> [What is required] Copy out every record precisely.

· · ·

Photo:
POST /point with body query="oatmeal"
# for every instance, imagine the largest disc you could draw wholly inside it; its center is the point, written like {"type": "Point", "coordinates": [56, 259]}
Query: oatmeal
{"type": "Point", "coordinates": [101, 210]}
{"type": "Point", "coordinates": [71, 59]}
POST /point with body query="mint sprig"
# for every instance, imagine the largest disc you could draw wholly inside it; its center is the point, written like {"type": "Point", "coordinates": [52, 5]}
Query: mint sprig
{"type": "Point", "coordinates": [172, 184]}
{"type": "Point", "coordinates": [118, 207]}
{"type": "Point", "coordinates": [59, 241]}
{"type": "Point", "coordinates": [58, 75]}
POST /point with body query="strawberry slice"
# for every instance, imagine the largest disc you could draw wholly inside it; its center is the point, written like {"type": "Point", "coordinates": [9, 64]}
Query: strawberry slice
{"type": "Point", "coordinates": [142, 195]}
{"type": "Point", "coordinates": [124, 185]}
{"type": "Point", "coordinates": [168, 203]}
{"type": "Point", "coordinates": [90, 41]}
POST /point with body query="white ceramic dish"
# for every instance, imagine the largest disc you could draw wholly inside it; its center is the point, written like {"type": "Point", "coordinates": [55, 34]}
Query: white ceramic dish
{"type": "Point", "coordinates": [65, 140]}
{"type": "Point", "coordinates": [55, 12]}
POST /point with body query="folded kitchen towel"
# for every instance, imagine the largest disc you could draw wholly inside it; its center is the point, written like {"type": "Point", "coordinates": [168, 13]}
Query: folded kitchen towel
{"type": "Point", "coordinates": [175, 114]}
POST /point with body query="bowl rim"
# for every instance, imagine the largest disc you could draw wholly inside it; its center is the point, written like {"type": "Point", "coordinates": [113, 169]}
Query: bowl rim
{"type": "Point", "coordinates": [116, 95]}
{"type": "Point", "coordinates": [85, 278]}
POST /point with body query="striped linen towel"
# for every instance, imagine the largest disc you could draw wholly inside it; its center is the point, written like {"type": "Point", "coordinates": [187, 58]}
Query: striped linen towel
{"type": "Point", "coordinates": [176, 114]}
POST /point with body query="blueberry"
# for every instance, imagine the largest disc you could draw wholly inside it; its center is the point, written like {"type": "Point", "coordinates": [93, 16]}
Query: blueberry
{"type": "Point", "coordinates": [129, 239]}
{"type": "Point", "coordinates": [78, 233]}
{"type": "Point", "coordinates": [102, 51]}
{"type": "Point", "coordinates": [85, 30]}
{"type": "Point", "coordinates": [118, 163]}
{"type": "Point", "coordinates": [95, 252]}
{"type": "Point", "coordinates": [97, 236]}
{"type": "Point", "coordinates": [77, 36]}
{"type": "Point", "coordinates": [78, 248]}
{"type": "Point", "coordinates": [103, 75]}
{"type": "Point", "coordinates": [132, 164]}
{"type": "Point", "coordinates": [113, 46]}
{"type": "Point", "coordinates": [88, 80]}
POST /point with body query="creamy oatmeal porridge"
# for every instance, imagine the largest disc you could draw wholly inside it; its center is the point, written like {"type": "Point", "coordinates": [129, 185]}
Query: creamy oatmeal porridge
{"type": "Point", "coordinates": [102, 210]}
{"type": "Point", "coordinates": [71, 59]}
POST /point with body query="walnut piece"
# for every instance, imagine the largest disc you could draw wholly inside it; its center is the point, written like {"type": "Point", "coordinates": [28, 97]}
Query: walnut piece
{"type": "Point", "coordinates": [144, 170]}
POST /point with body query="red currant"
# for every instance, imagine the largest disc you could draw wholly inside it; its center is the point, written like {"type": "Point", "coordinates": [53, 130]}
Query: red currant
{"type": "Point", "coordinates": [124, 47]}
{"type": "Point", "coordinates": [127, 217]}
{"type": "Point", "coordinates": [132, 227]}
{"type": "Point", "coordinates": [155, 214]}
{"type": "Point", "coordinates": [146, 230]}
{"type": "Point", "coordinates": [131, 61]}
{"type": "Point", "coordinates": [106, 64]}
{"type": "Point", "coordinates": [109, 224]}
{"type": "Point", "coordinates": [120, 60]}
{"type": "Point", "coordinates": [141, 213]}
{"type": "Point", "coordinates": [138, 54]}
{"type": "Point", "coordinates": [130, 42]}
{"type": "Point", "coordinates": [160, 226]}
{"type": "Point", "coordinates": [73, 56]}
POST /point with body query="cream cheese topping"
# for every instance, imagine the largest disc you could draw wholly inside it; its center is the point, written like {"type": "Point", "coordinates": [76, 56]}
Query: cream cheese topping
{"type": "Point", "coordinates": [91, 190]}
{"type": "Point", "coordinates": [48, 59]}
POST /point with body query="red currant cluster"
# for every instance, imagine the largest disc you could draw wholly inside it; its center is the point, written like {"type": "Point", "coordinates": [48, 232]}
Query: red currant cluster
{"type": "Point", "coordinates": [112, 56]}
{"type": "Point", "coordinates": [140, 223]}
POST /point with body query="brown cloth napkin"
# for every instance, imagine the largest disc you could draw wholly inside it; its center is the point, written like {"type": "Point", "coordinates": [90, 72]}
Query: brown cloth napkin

· · ·

> [Exercise answer]
Photo:
POST /point with body query="oatmeal"
# for every instance, imagine the largest disc you could draw wholly inside it; its center is the point, written like {"type": "Point", "coordinates": [56, 259]}
Query: oatmeal
{"type": "Point", "coordinates": [101, 210]}
{"type": "Point", "coordinates": [71, 59]}
POST /point with body query="mint sprig"
# for every instance, imagine the largest disc you could draw wholly inside it; its center is the point, written like {"type": "Point", "coordinates": [52, 5]}
Query: mint sprig
{"type": "Point", "coordinates": [172, 184]}
{"type": "Point", "coordinates": [118, 207]}
{"type": "Point", "coordinates": [59, 241]}
{"type": "Point", "coordinates": [58, 75]}
POST /point with body query="strawberry slice"
# for every instance, imagine the largest disc you could draw wholly inside it; its center is the point, written like {"type": "Point", "coordinates": [9, 64]}
Query: strawberry slice
{"type": "Point", "coordinates": [142, 195]}
{"type": "Point", "coordinates": [124, 185]}
{"type": "Point", "coordinates": [168, 203]}
{"type": "Point", "coordinates": [90, 41]}
POST /point with body query="white ceramic dish"
# for every instance, imagine the largest disc you could draw wholly inside it; its center is the point, written like {"type": "Point", "coordinates": [55, 34]}
Query: white ceramic dish
{"type": "Point", "coordinates": [65, 140]}
{"type": "Point", "coordinates": [55, 12]}
POST /point with body query="folded kitchen towel"
# for every instance, imagine the largest disc you could draw wholly inside it; its center is the point, written like {"type": "Point", "coordinates": [168, 13]}
Query: folded kitchen towel
{"type": "Point", "coordinates": [175, 114]}
POST /point with body query="bowl rim"
# for every instance, imagine the largest disc you could draw wholly inside it; its center is the point, written like {"type": "Point", "coordinates": [113, 169]}
Query: bowl rim
{"type": "Point", "coordinates": [116, 95]}
{"type": "Point", "coordinates": [85, 278]}
POST /point with body query="striped linen towel"
# for every instance, imagine the largest disc you could draw wholly inside it; its center is the point, written like {"type": "Point", "coordinates": [187, 58]}
Query: striped linen towel
{"type": "Point", "coordinates": [176, 114]}
POST /point with body query="blueberry"
# for every instance, imagine the largest disc you could draw wholly inside it; its center is the point, written like {"type": "Point", "coordinates": [93, 16]}
Query: blueberry
{"type": "Point", "coordinates": [129, 239]}
{"type": "Point", "coordinates": [78, 233]}
{"type": "Point", "coordinates": [102, 51]}
{"type": "Point", "coordinates": [85, 30]}
{"type": "Point", "coordinates": [118, 163]}
{"type": "Point", "coordinates": [95, 252]}
{"type": "Point", "coordinates": [97, 236]}
{"type": "Point", "coordinates": [77, 36]}
{"type": "Point", "coordinates": [78, 248]}
{"type": "Point", "coordinates": [103, 75]}
{"type": "Point", "coordinates": [132, 164]}
{"type": "Point", "coordinates": [113, 46]}
{"type": "Point", "coordinates": [88, 80]}
POST /point with body query="creamy oatmeal porridge"
# for every instance, imagine the largest disc you could draw wholly inside it; its center is the point, written like {"type": "Point", "coordinates": [129, 185]}
Query: creamy oatmeal porridge
{"type": "Point", "coordinates": [102, 210]}
{"type": "Point", "coordinates": [71, 59]}
POST /point with body query="walnut piece"
# for every instance, imagine the largest disc you could draw wholly inside it; its center is the point, written like {"type": "Point", "coordinates": [28, 97]}
Query: walnut piece
{"type": "Point", "coordinates": [144, 170]}
POST /point with body query="red currant"
# for every instance, imagine the largest disc you could draw wholly inside it; its center is the point, written like {"type": "Point", "coordinates": [53, 130]}
Query: red currant
{"type": "Point", "coordinates": [124, 47]}
{"type": "Point", "coordinates": [127, 217]}
{"type": "Point", "coordinates": [132, 227]}
{"type": "Point", "coordinates": [155, 214]}
{"type": "Point", "coordinates": [146, 230]}
{"type": "Point", "coordinates": [131, 61]}
{"type": "Point", "coordinates": [106, 64]}
{"type": "Point", "coordinates": [109, 224]}
{"type": "Point", "coordinates": [120, 60]}
{"type": "Point", "coordinates": [141, 213]}
{"type": "Point", "coordinates": [138, 54]}
{"type": "Point", "coordinates": [130, 42]}
{"type": "Point", "coordinates": [160, 226]}
{"type": "Point", "coordinates": [73, 56]}
POST /point with body query="cream cheese topping"
# for every instance, imagine the largest disc you could draw wholly inside it; its center is the point, written like {"type": "Point", "coordinates": [76, 56]}
Query: cream cheese topping
{"type": "Point", "coordinates": [91, 190]}
{"type": "Point", "coordinates": [48, 59]}
POST /point with body query="red currant cluster"
# for every instance, imagine the largest disc you could draw wholly inside it; its center is the point, written like {"type": "Point", "coordinates": [48, 232]}
Query: red currant cluster
{"type": "Point", "coordinates": [112, 56]}
{"type": "Point", "coordinates": [140, 223]}
POST /point with body query="brown cloth napkin"
# for every instance, imagine the largest disc you could draw wholly inside it; its center is the point, written like {"type": "Point", "coordinates": [90, 72]}
Query: brown cloth napkin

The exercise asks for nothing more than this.